- 3D model of a Reaper Destroyer, as presented in The Art of the Mass Effect Universe (2012)
- First appearance: Mass Effect (2007)
- Last appearance: Mass Effect 3 (2012)
- Created by: Drew Karpyshyn

In-universe information
- Created by: The Catalyst
- Leader: Harbinger

= Reapers (Mass Effect) =

Antagonists in the Mass Effect trilogy

The Reapers are a fictional fleet of sentient starships that serve as the main antagonists of the Mass Effect trilogy. The design of the Reapers was inspired by H. P. Lovecraft's Cthulhu Mythos deities. Within the series, the Reapers are cosmic horrors that cause galactic-level mass extinctions every fifty-thousand years. The Reapers have never once needed to "defeat" a civilization that they could persuade to surrender itself; they and their technology are capable of brainwashing organic life, and true synthetics subverted through digital means, through a mind control process called indoctrination. The Reapers employ servants who are often altered into synthetic-organic life forms. The Citadel at the heart of the relay system is a massive trap set by the Reapers; they guide rising civilizations along the same technological paths and encourage them to set up a central government on the Citadel itself. All this makes it much easier for the Reapers to harvest the galaxy, because everyone is dependent on the relays that they control.

Notable Reapers include Sovereign, first mentioned in the 2007 novel Mass Effect: Revelation, and Harbinger, a major antagonist of Mass Effect 2, and leader of the Reaper invasion on Earth in Mass Effect 3. Sovereign and Harbinger are voiced by Peter Jessop and Keith Szarabajka, respectively.

The Reapers were generally well received by critics, and regularly feature on lists of the greatest video game antagonists.

#### [What you have to do]
Reproduce the passage of the text on the Reapers starting at "- 3D model of" and ending at "Effect 3 (2012)".

#### [Data shown]
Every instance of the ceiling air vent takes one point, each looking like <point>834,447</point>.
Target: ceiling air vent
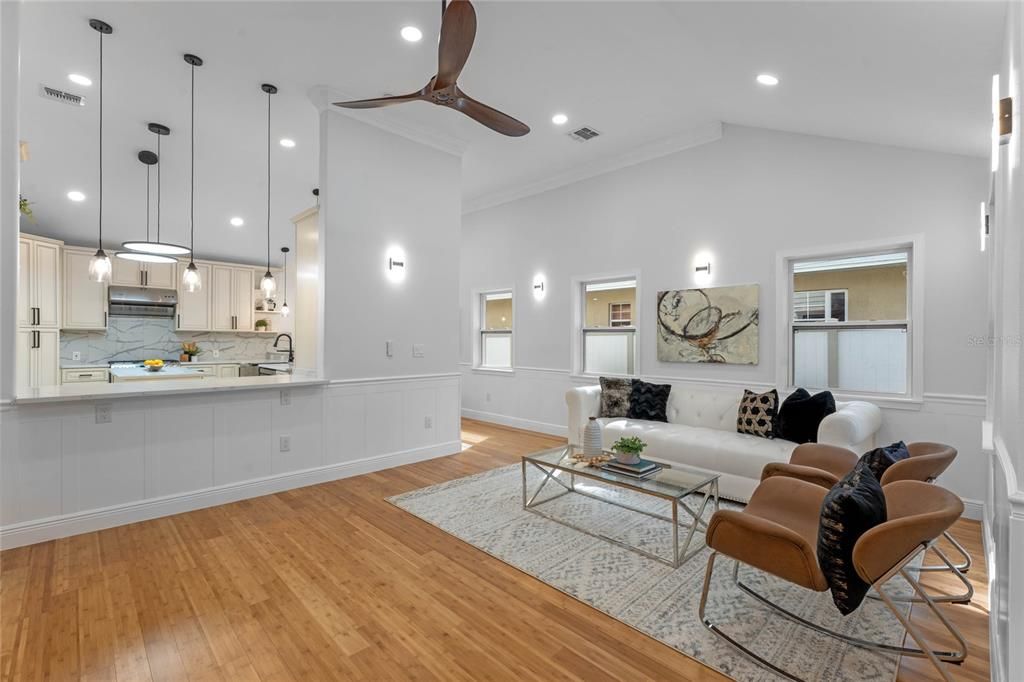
<point>60,95</point>
<point>584,134</point>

#### [Answer box]
- 3D model of a Reaper Destroyer, as presented in The Art of the Mass Effect Universe (2012)
- First appearance: Mass Effect (2007)
- Last appearance: Mass Effect 3 (2012)